# TEXTO MOSTRADO:

──────────

El debate político que caracteriza a Indonesia en la actualidad es particularmente relevante para nosotros. El nuevo gobierno del presidente Habibie ha diseñado un esquema de reforma política para poder sentar las bases para una nueva elección presidencial en el curso del próximo año y medio. El planteamiento gubernamental parte de un principio muy específico: para ser exitoso, el programa de reforma tiene que estar anclado en la legalidad existente, así sea para cambiarla. Es decir, para Habibie el proceso de cambio político tiene que partir de la legalidad vigente; como la única legalidad que existe es la que instumentó Sohearto, pues esa es la que tiene que servir de fundamento para las reformas. El poder legislativo actual -virtualmente todo nombado por Soeharto- tendría que aprobar cambios legislativos que lleven a una elección de la cual emerja un parlamento representativo. Una vez reformado el sistema político, dice el presidente Habibie, el nuevo parlamento podría convocar a una asamblea constituyente para reformar el orden legal que hoy rige. En otras palabras, Habibie propone un cambio institucional a partir de las instituciones existentes, aunque éstas no sean ideales, o incluso compatibles, con el objetivo de la reforma.

──────────

Prosigue el texto sobre la reforma política en Indonesia a partir de su última oración. Estos datos proceden de otra fuente.

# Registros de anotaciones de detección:
──────────

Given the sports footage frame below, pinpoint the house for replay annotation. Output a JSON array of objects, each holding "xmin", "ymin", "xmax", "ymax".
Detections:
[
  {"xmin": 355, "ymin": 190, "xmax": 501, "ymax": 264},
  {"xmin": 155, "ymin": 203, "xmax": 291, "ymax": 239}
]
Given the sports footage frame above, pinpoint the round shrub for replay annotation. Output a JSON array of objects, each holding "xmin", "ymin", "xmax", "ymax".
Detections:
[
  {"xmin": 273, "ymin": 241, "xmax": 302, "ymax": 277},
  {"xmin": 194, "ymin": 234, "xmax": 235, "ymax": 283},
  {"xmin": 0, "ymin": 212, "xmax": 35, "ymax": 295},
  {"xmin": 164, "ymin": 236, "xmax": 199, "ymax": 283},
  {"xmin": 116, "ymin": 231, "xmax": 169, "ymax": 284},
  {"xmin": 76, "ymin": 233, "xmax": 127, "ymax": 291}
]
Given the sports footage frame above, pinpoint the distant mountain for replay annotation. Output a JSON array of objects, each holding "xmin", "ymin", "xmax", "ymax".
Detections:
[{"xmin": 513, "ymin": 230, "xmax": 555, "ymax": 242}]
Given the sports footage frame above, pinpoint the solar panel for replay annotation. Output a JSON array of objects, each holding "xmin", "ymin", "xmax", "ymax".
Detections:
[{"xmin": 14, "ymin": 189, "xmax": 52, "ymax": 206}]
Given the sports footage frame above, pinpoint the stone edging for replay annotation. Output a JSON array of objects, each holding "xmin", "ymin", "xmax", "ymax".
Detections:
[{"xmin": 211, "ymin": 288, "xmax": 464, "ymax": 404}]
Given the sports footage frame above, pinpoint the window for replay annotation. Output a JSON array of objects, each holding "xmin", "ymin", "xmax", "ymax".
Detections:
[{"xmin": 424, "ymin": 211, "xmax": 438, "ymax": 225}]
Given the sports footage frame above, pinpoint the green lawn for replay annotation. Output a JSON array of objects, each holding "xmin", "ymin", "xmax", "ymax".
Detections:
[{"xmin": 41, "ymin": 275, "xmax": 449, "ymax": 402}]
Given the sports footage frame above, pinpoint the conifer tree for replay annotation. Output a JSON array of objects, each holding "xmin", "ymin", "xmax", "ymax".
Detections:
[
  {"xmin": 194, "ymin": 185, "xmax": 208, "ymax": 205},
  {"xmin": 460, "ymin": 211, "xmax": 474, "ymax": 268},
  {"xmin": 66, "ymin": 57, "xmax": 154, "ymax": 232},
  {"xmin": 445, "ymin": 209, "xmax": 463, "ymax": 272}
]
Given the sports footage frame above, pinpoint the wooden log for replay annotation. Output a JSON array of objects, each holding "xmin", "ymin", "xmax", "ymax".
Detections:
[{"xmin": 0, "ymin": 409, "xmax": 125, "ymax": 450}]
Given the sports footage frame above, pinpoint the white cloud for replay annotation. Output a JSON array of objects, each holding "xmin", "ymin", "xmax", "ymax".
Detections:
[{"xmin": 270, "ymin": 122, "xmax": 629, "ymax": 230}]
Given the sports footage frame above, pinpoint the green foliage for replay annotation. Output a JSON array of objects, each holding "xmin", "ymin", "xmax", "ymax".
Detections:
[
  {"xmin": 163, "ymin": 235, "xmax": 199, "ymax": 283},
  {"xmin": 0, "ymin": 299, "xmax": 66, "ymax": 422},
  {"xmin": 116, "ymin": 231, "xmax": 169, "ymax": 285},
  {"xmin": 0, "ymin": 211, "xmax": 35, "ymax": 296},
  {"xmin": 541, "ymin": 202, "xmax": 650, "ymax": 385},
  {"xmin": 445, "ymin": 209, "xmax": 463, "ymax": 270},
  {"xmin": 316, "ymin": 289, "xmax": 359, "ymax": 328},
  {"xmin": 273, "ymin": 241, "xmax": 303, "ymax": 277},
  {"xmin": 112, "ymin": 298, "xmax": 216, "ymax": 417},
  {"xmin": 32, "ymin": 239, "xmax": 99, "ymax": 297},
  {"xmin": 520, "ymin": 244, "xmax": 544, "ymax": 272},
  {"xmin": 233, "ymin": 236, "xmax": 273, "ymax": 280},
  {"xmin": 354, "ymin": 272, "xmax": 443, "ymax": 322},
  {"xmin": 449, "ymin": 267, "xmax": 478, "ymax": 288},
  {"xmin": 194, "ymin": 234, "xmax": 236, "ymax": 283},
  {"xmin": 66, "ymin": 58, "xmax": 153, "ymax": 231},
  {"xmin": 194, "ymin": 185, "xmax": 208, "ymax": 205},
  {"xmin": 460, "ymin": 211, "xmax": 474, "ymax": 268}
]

──────────

# RESPUESTA ESCRITA:
 

Los diversos grupos de oposición en Indonesia están muy dispersos, son sumamente débiles y no están unidos, excepto en un tema: todos demandan un cambio inmediato. La oposición actual, incluyendo personas hasta hace poco estrechamente vinculadas al régimen, le están exigiendo al presidente Habibie que renuncie para ser substituido por alguien no contaminado por el régimen de Sohearto. Los más generosos le exigen que convoque a elecciones de inmediato, pasando por alto que ni el presidente ni el parlamento actual tienen las facultades necesarias para llevar a cabo esa convocatoria. La respuesta de la oposición a este dilema es inmediata: que se redacte una nueva constitución. Su argumentación no es absurda: dicen que la realidad ha cambiado y que la situación actual no está contemplada por la constitución vigente, razón por la cual lo que procede es reconocer la realidad en una nueva constitución y no tratar de adaptar la realidad a la constitución vigente..

 

El dilema que enfrenta Indonesia en este momento es terriblemente serio. Nadie parece disputar el objetivo mismo: todo mundo quiere dar el salto a un sistema político representativo y democrático. El dilema es cómo llegar a ese nuevo estadio. Desde una perspectiva pragmática, lo que procede es reconocer la realidad actual y comenzar a construir los andamios institucionales necesarios para poder estructurar un nuevo sistema de gobierno que impida los abusos del pasado, establezca reglas para la competencia política y genere mecanismos de participación y representación popular. Pero la noción de reconocer la realidad actual tiene dos ángulos muy contrastantes.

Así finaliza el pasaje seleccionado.